> [Aufgabe a]
Zähle, wie viele Zeilen der Auflistung unten das Wort „floor“ enthalten, und gib nur diese Zahl an. Groß- und Kleinschreibung wird dabei unterschieden.

== Textauszug ==

Diese Interessen und die Macht der dahinterstehenden Konzerne und deren Lobbygruppen wurden in den vergangenen Monaten viel zu wenig thematisiert. Dabei ist die Rolle der Gaslobby ein zentraler Grund, warum die Debatte um die Zukunft des Heizens so heftig war: Hier versuchte eine ganze Branche, sich mit aller Macht gegen ihr absehbares Ende zu wehren um sich weitere Milliardengeschäfte zu sichern. Wer ist diese Gaslobby?
Pipelines in die Politik
Unsere neue Studie beleuchtet die Macht der fossilen Gaslobby in Deutschland.

===
== Auflistung ==

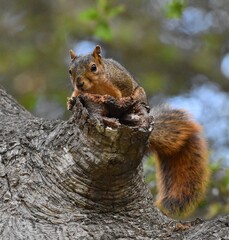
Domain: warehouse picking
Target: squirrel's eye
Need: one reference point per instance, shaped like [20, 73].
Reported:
[93, 67]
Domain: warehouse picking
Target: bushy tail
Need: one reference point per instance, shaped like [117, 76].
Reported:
[182, 170]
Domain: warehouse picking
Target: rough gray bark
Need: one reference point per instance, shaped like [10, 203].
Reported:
[81, 179]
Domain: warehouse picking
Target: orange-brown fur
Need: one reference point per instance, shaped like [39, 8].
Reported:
[181, 151]
[176, 140]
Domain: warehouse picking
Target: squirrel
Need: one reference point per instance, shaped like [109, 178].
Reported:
[176, 140]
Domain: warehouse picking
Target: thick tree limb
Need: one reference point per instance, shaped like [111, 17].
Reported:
[82, 178]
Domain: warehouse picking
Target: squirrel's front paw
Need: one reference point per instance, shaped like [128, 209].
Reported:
[71, 102]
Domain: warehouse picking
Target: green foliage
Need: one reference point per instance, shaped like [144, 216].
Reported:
[174, 8]
[101, 15]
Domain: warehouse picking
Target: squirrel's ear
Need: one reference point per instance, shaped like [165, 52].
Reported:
[72, 54]
[97, 53]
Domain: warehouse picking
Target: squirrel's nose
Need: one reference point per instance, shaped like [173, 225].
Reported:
[79, 84]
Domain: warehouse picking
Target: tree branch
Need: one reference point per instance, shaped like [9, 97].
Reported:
[82, 178]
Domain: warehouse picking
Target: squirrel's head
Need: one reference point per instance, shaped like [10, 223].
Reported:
[86, 71]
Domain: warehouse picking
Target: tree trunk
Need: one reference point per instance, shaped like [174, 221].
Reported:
[83, 178]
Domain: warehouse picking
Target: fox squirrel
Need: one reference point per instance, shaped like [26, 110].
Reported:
[181, 151]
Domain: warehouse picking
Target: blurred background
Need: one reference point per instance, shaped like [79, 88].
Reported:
[177, 50]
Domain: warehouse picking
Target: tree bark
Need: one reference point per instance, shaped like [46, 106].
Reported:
[83, 178]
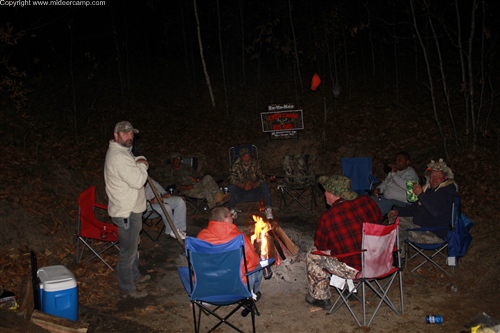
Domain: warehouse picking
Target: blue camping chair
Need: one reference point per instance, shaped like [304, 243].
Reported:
[359, 171]
[456, 241]
[213, 278]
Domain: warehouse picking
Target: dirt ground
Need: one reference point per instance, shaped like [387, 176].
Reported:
[41, 183]
[283, 308]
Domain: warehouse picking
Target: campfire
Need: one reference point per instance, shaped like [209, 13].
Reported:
[270, 241]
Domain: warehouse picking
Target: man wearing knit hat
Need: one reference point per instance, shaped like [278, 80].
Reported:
[433, 208]
[339, 230]
[247, 182]
[125, 175]
[190, 183]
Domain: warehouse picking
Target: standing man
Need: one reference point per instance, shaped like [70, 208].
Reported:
[248, 183]
[338, 231]
[393, 188]
[125, 175]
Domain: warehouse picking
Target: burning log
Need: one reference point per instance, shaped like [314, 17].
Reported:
[270, 239]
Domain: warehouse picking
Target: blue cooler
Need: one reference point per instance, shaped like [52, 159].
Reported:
[58, 293]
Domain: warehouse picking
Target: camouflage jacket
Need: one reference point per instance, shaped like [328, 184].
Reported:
[186, 175]
[239, 174]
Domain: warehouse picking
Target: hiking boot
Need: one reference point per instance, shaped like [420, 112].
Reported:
[143, 278]
[222, 198]
[325, 304]
[182, 234]
[136, 294]
[269, 213]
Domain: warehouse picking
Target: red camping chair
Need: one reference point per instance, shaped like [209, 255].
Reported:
[378, 272]
[93, 234]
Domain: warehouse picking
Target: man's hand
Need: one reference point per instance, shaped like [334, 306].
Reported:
[143, 161]
[392, 213]
[417, 189]
[187, 187]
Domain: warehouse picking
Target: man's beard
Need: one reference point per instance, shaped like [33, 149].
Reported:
[127, 143]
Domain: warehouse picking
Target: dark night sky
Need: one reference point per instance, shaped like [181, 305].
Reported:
[150, 31]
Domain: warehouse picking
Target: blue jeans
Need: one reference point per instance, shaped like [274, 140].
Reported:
[255, 280]
[128, 260]
[255, 194]
[178, 205]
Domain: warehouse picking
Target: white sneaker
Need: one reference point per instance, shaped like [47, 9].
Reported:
[182, 234]
[269, 213]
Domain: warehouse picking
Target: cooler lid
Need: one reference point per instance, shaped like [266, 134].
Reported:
[54, 278]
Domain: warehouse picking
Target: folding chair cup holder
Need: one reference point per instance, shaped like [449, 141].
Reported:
[93, 234]
[213, 281]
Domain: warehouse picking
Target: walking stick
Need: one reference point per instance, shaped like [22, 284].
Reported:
[169, 219]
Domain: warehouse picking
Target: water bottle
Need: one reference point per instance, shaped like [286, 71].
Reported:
[432, 319]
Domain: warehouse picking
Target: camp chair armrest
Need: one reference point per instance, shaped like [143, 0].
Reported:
[101, 206]
[428, 229]
[341, 255]
[270, 261]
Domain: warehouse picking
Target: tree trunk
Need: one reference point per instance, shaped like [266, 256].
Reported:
[207, 77]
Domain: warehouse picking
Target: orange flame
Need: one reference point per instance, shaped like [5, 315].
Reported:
[261, 229]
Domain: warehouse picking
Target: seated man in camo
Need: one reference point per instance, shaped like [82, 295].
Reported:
[339, 230]
[247, 182]
[392, 191]
[190, 183]
[174, 205]
[433, 208]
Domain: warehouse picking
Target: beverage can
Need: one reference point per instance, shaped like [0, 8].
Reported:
[410, 196]
[432, 319]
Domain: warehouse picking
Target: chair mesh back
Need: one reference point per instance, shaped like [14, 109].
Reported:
[378, 241]
[89, 225]
[297, 166]
[88, 220]
[358, 170]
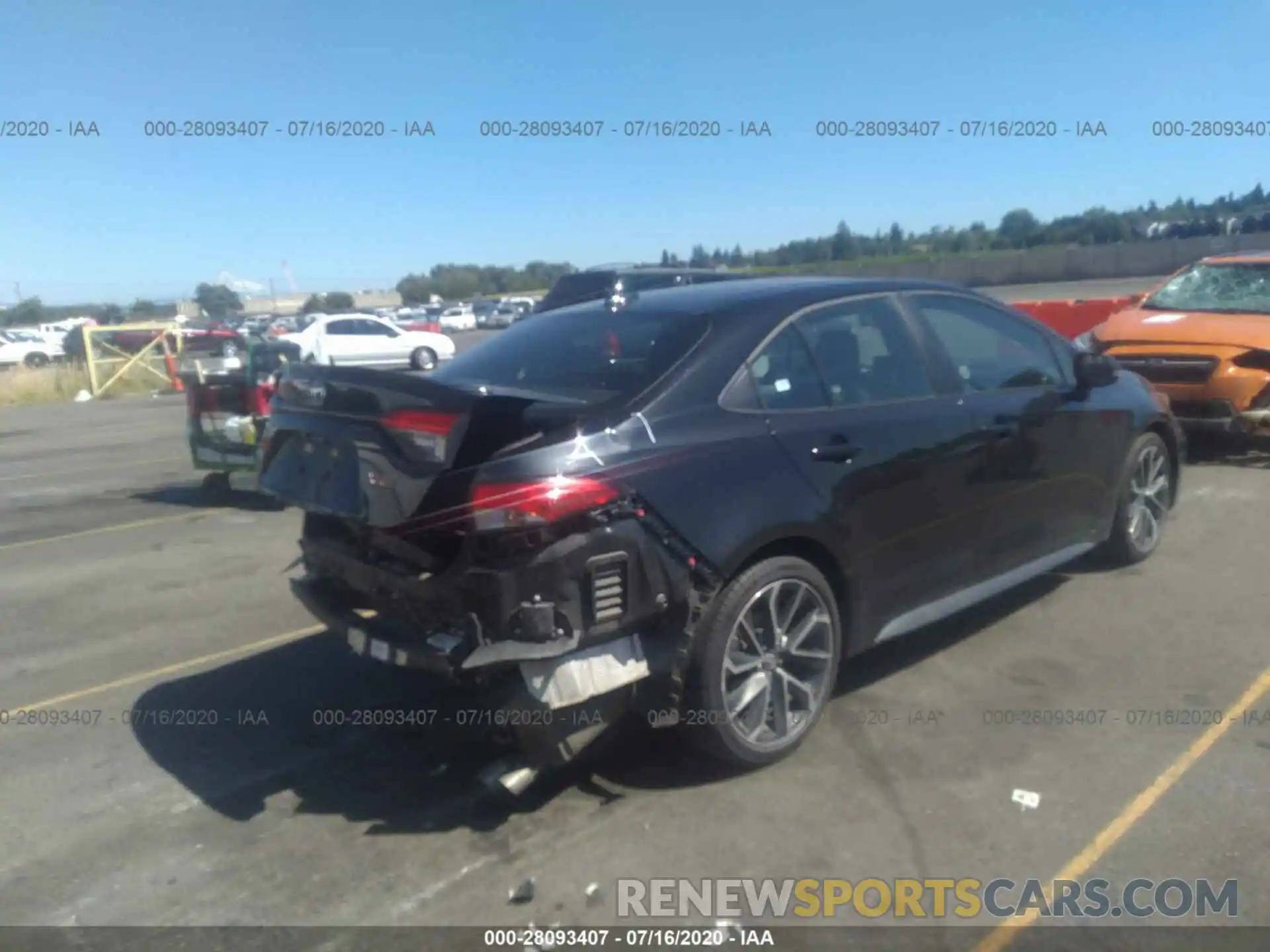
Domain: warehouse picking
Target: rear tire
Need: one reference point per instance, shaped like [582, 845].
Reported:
[779, 630]
[1143, 502]
[423, 358]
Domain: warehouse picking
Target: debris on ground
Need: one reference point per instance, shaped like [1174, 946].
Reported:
[1027, 799]
[523, 894]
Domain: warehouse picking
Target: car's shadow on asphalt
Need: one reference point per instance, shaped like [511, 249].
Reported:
[384, 746]
[1240, 451]
[192, 496]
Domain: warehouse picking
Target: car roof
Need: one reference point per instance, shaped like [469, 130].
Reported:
[726, 296]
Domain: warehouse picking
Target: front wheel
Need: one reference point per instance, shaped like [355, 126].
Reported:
[767, 663]
[1146, 496]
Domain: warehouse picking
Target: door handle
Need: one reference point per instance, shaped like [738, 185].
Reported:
[836, 450]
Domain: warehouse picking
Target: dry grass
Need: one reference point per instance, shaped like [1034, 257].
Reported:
[58, 382]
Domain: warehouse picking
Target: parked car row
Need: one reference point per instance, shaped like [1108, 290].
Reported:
[357, 339]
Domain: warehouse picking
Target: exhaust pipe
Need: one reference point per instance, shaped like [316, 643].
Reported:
[508, 776]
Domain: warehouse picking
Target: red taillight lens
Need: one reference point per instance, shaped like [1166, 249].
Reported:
[507, 506]
[427, 430]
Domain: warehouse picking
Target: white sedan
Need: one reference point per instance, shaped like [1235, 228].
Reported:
[368, 342]
[28, 348]
[458, 319]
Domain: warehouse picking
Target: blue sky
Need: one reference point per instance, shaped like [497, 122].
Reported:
[124, 216]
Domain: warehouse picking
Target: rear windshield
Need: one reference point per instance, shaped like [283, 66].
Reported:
[588, 353]
[574, 288]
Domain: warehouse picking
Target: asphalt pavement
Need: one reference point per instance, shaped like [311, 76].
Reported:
[169, 757]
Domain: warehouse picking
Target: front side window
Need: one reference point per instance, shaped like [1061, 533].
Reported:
[988, 348]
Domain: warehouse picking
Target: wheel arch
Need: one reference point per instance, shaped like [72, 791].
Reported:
[804, 543]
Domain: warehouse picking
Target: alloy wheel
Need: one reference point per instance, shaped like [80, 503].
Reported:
[777, 664]
[1150, 489]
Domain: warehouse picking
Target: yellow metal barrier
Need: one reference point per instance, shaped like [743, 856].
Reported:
[143, 358]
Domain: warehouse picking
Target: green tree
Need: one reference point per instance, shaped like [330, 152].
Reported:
[314, 305]
[27, 311]
[218, 301]
[1019, 229]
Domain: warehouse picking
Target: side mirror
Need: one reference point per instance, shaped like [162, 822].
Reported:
[1094, 370]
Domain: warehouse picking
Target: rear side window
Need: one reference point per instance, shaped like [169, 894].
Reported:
[578, 287]
[785, 375]
[988, 348]
[588, 354]
[865, 353]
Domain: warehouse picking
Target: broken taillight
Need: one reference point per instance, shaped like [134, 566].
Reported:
[509, 506]
[426, 430]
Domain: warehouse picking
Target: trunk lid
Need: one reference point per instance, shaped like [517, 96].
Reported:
[380, 447]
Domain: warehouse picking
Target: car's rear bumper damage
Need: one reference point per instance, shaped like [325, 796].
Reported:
[558, 643]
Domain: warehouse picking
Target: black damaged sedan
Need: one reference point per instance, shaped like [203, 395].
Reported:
[694, 503]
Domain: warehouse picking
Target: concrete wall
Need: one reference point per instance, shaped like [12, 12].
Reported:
[1137, 259]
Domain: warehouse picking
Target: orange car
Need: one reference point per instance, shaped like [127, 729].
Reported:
[1203, 339]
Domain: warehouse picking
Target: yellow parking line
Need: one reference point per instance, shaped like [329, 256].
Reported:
[93, 466]
[116, 527]
[1007, 932]
[175, 668]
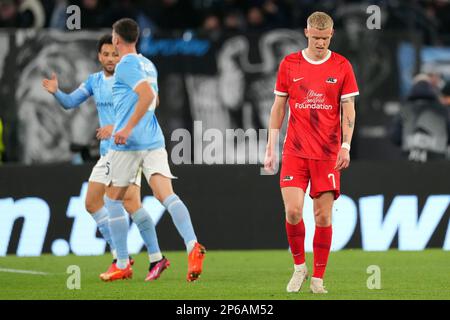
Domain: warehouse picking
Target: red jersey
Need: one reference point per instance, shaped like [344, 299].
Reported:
[315, 89]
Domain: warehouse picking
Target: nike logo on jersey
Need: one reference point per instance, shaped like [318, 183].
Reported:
[331, 80]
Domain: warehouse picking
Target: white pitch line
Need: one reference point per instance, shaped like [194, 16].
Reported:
[24, 271]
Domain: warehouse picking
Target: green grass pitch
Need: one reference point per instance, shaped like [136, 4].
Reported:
[254, 275]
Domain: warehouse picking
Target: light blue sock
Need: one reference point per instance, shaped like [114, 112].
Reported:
[146, 227]
[181, 219]
[118, 226]
[102, 219]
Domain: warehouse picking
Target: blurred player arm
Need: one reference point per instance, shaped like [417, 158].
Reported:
[105, 132]
[146, 100]
[67, 101]
[277, 114]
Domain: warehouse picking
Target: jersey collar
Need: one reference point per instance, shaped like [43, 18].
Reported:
[318, 61]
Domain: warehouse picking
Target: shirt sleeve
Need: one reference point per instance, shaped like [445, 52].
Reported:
[131, 74]
[281, 86]
[349, 87]
[86, 87]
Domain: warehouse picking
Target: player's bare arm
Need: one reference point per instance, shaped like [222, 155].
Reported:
[145, 99]
[277, 114]
[348, 126]
[51, 85]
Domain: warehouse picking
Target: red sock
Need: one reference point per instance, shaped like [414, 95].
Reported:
[321, 248]
[296, 239]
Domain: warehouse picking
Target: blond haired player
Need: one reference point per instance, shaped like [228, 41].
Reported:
[318, 85]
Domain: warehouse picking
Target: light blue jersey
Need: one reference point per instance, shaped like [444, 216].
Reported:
[147, 134]
[100, 87]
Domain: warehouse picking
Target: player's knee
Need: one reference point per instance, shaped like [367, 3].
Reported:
[158, 196]
[293, 214]
[322, 217]
[92, 206]
[131, 205]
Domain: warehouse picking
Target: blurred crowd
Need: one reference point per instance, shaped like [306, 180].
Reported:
[427, 16]
[422, 127]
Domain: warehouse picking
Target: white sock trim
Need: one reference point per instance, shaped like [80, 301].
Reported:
[153, 257]
[118, 218]
[173, 203]
[190, 245]
[299, 267]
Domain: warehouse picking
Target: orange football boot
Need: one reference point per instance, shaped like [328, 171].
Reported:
[115, 273]
[195, 262]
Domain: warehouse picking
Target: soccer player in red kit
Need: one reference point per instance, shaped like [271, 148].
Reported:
[318, 85]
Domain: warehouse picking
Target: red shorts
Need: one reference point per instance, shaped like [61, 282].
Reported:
[297, 172]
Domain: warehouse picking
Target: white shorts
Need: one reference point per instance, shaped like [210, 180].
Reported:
[126, 166]
[101, 172]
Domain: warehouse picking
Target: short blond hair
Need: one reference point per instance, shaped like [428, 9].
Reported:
[319, 20]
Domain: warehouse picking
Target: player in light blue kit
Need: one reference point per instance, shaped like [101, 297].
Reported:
[99, 85]
[139, 144]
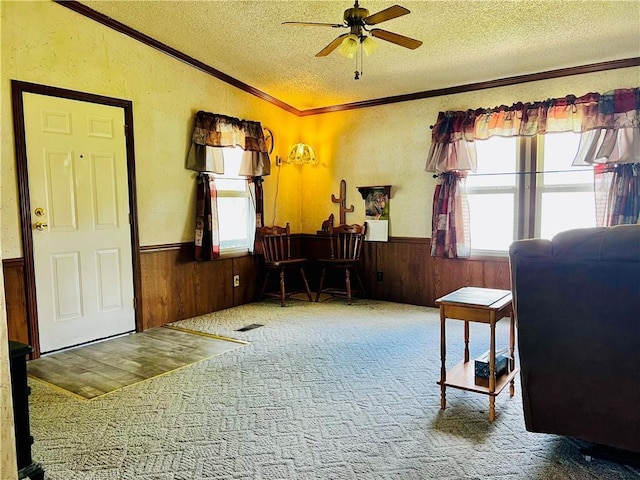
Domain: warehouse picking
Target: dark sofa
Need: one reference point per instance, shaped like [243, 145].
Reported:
[577, 305]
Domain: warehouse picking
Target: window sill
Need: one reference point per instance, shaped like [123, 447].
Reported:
[489, 255]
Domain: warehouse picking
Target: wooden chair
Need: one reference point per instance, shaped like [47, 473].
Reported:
[276, 247]
[346, 245]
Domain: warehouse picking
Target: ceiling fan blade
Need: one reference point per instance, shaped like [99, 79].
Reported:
[395, 38]
[315, 24]
[332, 46]
[387, 14]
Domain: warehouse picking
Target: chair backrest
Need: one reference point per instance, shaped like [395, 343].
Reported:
[346, 241]
[276, 243]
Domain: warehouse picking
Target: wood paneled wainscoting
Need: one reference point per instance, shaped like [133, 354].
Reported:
[409, 273]
[174, 286]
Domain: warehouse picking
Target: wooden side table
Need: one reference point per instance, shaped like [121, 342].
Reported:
[484, 305]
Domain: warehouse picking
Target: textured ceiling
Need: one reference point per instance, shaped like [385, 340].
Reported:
[464, 42]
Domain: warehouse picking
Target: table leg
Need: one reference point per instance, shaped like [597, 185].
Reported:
[492, 369]
[512, 351]
[443, 355]
[466, 341]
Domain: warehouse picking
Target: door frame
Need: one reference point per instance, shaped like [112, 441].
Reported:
[17, 89]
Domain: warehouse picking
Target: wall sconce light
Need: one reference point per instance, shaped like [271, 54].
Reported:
[302, 154]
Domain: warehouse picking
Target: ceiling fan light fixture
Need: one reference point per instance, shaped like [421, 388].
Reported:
[349, 46]
[369, 45]
[301, 154]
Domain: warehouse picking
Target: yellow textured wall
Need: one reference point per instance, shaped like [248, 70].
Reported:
[45, 43]
[8, 466]
[388, 145]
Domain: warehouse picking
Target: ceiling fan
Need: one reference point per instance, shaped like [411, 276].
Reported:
[357, 20]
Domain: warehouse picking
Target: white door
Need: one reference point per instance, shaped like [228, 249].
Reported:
[78, 188]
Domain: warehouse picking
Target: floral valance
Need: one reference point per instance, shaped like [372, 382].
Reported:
[213, 131]
[616, 112]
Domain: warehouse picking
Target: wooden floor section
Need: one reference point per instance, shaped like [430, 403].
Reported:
[100, 368]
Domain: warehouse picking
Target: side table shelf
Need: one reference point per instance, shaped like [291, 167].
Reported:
[482, 305]
[462, 376]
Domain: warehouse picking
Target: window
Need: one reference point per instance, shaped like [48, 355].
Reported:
[236, 212]
[526, 188]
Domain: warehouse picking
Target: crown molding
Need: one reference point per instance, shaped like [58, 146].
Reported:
[470, 87]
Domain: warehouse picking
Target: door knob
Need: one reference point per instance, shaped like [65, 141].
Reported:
[40, 226]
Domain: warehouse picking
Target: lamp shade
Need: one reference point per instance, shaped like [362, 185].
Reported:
[301, 153]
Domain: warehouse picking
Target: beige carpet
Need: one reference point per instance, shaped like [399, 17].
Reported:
[94, 370]
[323, 391]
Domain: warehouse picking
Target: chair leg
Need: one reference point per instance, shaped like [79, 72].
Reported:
[364, 292]
[306, 284]
[264, 285]
[282, 292]
[320, 284]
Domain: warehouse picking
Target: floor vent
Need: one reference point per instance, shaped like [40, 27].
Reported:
[249, 327]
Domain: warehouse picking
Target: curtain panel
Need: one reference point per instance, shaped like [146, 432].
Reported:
[207, 237]
[212, 132]
[609, 124]
[617, 191]
[450, 224]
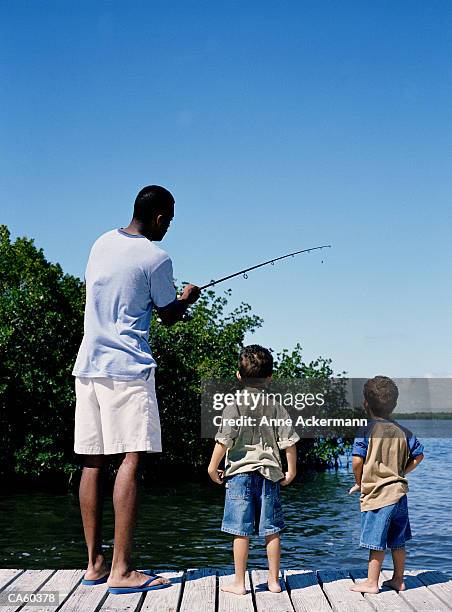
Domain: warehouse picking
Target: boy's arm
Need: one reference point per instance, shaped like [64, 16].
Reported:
[357, 467]
[219, 452]
[413, 463]
[291, 456]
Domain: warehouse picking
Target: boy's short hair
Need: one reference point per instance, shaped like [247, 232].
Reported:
[150, 201]
[381, 395]
[255, 361]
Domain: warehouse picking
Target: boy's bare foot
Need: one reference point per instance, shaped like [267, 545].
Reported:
[96, 570]
[365, 587]
[233, 587]
[274, 586]
[395, 583]
[132, 579]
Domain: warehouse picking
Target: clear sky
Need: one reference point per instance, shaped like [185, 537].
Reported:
[278, 126]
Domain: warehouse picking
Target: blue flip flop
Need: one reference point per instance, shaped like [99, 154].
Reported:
[139, 589]
[102, 580]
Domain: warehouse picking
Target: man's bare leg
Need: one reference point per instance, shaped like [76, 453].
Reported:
[370, 585]
[125, 494]
[273, 543]
[91, 502]
[396, 582]
[240, 547]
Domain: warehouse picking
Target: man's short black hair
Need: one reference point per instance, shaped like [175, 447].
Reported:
[150, 201]
[381, 394]
[255, 361]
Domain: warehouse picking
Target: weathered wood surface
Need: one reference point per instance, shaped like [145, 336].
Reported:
[266, 601]
[165, 600]
[418, 596]
[199, 590]
[387, 599]
[31, 580]
[305, 591]
[228, 602]
[63, 581]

===

> [Aufgabe b]
Entscheide für jede Aussage mit Ja oder Nein, ob sie zum Text über die Gaslobby passt, und zitiere jeweils die entscheidenden Worte wörtlich: (i) Eine ganze Branche versuchte, sich gegen ihr absehbares Ende zu wehren. (ii) Die Macht der Konzerne und ihrer Lobbygruppen wurde in den vergangenen Monaten ausführlich thematisiert. (iii) Die neue Studie untersucht die Gaslobby in Österreich.

> [Antwort a]
2

> [Antwort b]
(i) Ja: „Hier versuchte eine ganze Branche, sich mit aller Macht gegen ihr absehbares Ende zu wehren“
(ii) Nein: „wurden in den vergangenen Monaten viel zu wenig thematisiert“
(iii) Nein: „Unsere neue Studie beleuchtet die Macht der fossilen Gaslobby in Deutschland.“